◆ OBJECTIVE: Print every line of the listing exactly, please.

◆ ENTRIES SUPPLIED:
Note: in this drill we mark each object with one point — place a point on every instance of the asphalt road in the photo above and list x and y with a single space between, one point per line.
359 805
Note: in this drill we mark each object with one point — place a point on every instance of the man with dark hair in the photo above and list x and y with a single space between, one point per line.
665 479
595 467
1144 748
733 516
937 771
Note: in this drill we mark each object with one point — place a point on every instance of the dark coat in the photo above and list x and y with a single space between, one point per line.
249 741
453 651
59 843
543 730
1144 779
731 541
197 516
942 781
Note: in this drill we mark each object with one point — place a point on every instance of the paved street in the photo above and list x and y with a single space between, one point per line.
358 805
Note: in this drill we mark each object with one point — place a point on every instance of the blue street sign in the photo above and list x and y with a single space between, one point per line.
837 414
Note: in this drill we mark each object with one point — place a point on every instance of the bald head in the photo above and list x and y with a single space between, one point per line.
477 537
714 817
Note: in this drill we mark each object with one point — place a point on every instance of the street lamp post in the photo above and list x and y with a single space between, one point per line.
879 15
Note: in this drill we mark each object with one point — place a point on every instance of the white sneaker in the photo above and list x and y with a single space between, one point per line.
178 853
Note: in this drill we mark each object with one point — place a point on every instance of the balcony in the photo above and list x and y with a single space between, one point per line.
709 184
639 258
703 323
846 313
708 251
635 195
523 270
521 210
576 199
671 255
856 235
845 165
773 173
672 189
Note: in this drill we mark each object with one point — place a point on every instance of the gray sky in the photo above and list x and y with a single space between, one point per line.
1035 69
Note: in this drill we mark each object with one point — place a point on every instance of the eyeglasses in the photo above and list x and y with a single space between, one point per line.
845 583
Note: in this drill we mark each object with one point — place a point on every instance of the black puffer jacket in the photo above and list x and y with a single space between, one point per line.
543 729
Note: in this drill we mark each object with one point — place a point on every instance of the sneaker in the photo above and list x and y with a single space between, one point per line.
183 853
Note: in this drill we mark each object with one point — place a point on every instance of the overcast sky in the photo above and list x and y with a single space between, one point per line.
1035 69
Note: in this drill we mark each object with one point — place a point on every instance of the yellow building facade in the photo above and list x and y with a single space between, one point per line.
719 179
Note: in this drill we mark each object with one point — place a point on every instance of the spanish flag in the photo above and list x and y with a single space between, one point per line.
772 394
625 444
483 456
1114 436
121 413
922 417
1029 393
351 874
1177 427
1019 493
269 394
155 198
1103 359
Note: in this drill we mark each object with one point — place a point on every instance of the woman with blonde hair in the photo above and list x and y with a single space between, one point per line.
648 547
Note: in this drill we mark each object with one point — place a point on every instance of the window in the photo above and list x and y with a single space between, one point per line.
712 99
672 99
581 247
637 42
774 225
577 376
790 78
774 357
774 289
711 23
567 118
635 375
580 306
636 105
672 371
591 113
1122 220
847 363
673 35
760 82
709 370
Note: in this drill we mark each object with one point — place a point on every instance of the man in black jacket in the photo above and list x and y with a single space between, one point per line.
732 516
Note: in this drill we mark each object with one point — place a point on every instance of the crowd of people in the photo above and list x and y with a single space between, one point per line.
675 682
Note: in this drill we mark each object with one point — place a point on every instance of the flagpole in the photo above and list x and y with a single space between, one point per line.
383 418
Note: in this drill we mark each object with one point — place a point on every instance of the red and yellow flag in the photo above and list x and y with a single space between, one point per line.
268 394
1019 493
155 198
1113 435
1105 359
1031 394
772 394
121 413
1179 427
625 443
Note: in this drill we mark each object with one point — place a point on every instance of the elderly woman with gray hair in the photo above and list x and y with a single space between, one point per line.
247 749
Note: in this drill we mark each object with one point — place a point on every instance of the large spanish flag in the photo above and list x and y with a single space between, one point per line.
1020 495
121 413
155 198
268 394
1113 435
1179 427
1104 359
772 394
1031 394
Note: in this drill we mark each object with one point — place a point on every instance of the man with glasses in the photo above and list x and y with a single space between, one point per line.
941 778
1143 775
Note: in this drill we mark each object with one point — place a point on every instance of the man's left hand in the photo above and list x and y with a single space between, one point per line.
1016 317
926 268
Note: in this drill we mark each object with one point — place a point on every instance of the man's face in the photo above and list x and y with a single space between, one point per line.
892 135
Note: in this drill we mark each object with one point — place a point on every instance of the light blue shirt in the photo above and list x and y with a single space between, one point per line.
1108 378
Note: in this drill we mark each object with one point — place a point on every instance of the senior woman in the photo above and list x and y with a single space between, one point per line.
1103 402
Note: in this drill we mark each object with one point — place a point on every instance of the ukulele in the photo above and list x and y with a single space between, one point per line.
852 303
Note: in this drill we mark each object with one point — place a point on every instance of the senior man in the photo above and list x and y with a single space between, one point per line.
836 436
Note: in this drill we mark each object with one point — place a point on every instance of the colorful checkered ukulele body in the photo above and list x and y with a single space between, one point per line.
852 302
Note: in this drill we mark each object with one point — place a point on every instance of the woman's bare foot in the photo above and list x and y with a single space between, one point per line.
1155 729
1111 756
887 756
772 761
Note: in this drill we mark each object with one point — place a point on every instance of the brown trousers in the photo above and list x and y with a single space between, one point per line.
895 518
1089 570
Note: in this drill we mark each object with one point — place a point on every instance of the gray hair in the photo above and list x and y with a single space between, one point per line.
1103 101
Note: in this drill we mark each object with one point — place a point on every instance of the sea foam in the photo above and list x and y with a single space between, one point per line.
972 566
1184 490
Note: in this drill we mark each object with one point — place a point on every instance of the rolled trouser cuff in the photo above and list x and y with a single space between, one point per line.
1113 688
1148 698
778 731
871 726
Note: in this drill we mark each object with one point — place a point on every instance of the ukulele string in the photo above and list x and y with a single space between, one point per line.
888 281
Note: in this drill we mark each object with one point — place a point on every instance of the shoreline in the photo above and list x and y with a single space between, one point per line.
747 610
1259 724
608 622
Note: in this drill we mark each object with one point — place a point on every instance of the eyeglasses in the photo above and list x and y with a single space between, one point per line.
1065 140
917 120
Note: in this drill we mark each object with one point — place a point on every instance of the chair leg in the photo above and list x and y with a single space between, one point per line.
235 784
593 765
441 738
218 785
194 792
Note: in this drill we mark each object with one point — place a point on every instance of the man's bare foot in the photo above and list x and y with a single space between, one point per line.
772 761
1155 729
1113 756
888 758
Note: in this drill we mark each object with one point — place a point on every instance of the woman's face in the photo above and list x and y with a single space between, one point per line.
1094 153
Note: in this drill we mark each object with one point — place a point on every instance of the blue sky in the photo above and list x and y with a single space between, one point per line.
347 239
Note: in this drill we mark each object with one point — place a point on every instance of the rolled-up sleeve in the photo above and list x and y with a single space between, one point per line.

◆ TASK ANSWER:
Note: in this drill we mark each object with one point — place a point on every instance of the asphalt road in the photo above and list x and y with a single space between, one point per line.
359 805
Note: in this drill we mark each object with one point — place a point on every instance of the man with dark hair in the photo above and list x and y with a single space between, one point per line.
665 479
595 467
1144 748
733 516
937 771
Note: in this drill we mark each object with one point — place a point on every instance of the dark coat in the photo above and list x and y with a single space between, one point per line.
249 741
453 651
59 843
543 730
1144 779
731 541
197 516
942 781
Note: in this drill we mark each object with one point — place a point on every instance of the paved street in the photo above and list x and y with a single space between, one point per line.
358 805
Note: in this drill we mark each object with one point — place a point on every instance of the blue street sign in the photo above and list x and y with a single space between, one point per line.
837 414
Note: in this drill we mark each object with one point — place a point on every instance of the bald head in the photo above and list x and y with a single space between, one point per line.
477 537
714 817
Note: in this drill we mark each object with one point — place a point on every instance of the street lamp post in the photo above and list x and y with a single space between, one point per line.
879 15
Note: in this drill we mark each object with one point — place a point on every instance of the white sneaker in the photo above and list x and y with a single space between, one point per line.
178 853
Note: in this drill we mark each object with one point — place a point on every instance of the balcony in the photo above and list x and y with a single space between, one point per line.
709 184
639 258
703 323
846 313
708 251
635 195
523 270
521 210
576 199
671 255
856 235
845 165
773 173
672 189
Note: in this drill we mark each object with one point — place a point on every instance of the gray sky in the photo above and list x and y with a single space between, one point per line.
1035 69
Note: in this drill we mark each object with one point — place a point on every instance of the eyeglasses in the photo above and list x and y with a single space between, one point per line.
845 583
Note: in this drill we mark each object with one point — place a point on every instance of the black puffer jacket in the photo above and list x and y with a single space between, one point per line.
543 729
Note: in this drill we mark each object with one point — place a point on every instance of the sneaker in the photo above and list x and y with a single space between, one point per line.
183 853
Note: in this drill we mark each object with one point — place a point on every instance of the overcast sky in the photo above and list x and y with a single space between, one point per line.
1035 69
Note: in this drill we mark each object with one point — place a point on every instance of the yellow building facade in the photo above and list x and y with a single space between, one point per line.
719 179
Note: in this drill we mark each object with one point — place a point on every instance of the spanish flag in the photo above and list x and y with a single space between, one point per line.
772 394
625 444
483 456
1114 436
121 413
922 417
1029 393
351 874
1177 427
1019 493
269 394
155 198
1103 359
Note: in this drill we mark each object with one point — place a point on every instance of the woman with blonde hair in the photo above and list x and y with a single space between, one point per line.
648 547
Note: in this drill we mark each object with one point — place a point on every instance of the window in the photo above and list x and y with a single space between, one point per line.
712 99
672 99
581 247
637 42
774 225
577 376
790 78
774 357
774 289
711 23
567 118
635 375
580 306
636 105
672 371
591 113
1122 220
847 363
673 35
760 82
709 370
Note: in this drill we mark each object with one point — place a point on every instance of the man in black jacket in the photo above and list x and y with a single space between, one point per line.
732 516
Note: in this drill we mark each object with one point — place a point on every instance of the crowd of people in the photo above and list x and y with a single space between, one point per line.
675 682
Note: in this drill we mark each object with one point — place a point on every instance of the flagpole in the photo above and list x and y with a single space between, one point per line.
383 418
Note: in this drill we mark each object with one point — place a point on every instance of the red and yellow flag in the photo above and list x and y with a single space between, one point per line.
268 394
1019 493
155 198
1113 435
1105 359
1031 394
772 394
121 413
1179 427
625 443
Note: in this drill we mark each object with one point — place a point on every instance of the elderly woman with gray hair in the photo above and list x and y with a single space between, one point per line.
247 749
Note: in this drill we mark each object with one point — place a point on every instance of the large spanish flag in the photo above and list x and y with a single space between, one point per line.
1020 495
121 413
155 198
268 394
1113 435
1179 427
1104 359
772 394
1031 394
Note: in this drill we mark each object with one point — place a point on every instance of the man with glasses in the photo above and list x and y with a single space between, one point per line.
941 778
1143 775
Note: in this drill we mark each object with one point — place a point on every instance of the man's left hand in the photo above and list x and y with a single space between, one point per line.
1016 317
926 268
Note: in this drill we mark each object with one point — place a point on every instance of the man's face in the photo above and list x and y with a single space between, one point per line.
892 135
Note: in this drill we mark each object with one point — place a point on every instance of the light blue shirt in the photo above and list x and y with a single space between, one point per line.
1108 378
Note: in this drill we mark each object with one point — place a point on every instance of the senior woman in the photo above and list x and y with a single space between, one point per line.
1103 402
Note: in this drill we mark each object with one point — place a point on every instance of the ukulele in the photo above and list x and y with a single space between, one point per line.
852 303
Note: in this drill we mark each object with one point — place a point on every instance of the senior man in the photo above and list x and y with a single space between, one point per line.
836 436
Note: in this drill we mark each object with one point — place a point on every instance of the colorful checkered ukulele body in the photo above and list x and y with a single space between, one point per line.
852 302
Note: in this drill we mark each object with one point — place a point on every instance of the woman's bare foot in the photo above and list x and y with a single space between, one point per line.
1155 729
1111 756
887 756
772 761
Note: in this drill we mark each object with one point — place a point on every instance of the brown trousers in the photo above and list x and y with a single space between, one point per line.
895 518
1089 570
Note: in this drill we mark each object with one point — place a point on every instance of the gray hair in the photo above and list x and y with a single space between, one point per line.
1103 101
Note: in this drill we mark each object with one point — place a point on every instance of the sea foam in the photo above and list x and y with a single space between, one point per line.
972 566
1184 490
Note: in this drill we mark each object with one point — place a point on every instance of the rolled trouser cuff in the photo above and list x and y with a single space between, one point per line.
1113 688
1148 698
778 731
871 726
Note: in this drill we mark each object with one point — place a point on every instance of the ukulele string in the photo above and list x and y with a single space between, one point per line.
888 281
Note: in this drill we mark each object with one point — place a point on every instance of the shoreline in the photo above and list x and y with a single space between, one point per line.
747 610
1259 724
608 622
Note: in this drill we mark each object with one point — place a point on every instance of the eyeglasses in the photo above and list x and y with a single space between, one point per line.
1065 140
917 120
Note: in this drill we mark each object with one point — place a point on every instance of the chair leg in the photo above and list x and y with a single space between, one point per line.
235 784
593 765
441 738
218 785
194 792
Note: in this drill we mark each object with one point — place a point on every instance of the man's bare foot in the photo above and list x and y with a single space between, one point per line.
772 761
1155 729
1113 756
888 758
Note: in this drill we mark each object with one point — place a point on every instance of the woman's face in the photo above and list x and y with a single space between, one point per line.
1094 153
Note: in this drill we mark each object with one point — place a point on every instance of the blue sky in the photo above and list x and y with a single space between, one point per line.
347 239
Note: in this drill we mark each object with one point — place a point on every instance of the rolled-up sleeve in the photo above and list x and y with a single space between, one point per line.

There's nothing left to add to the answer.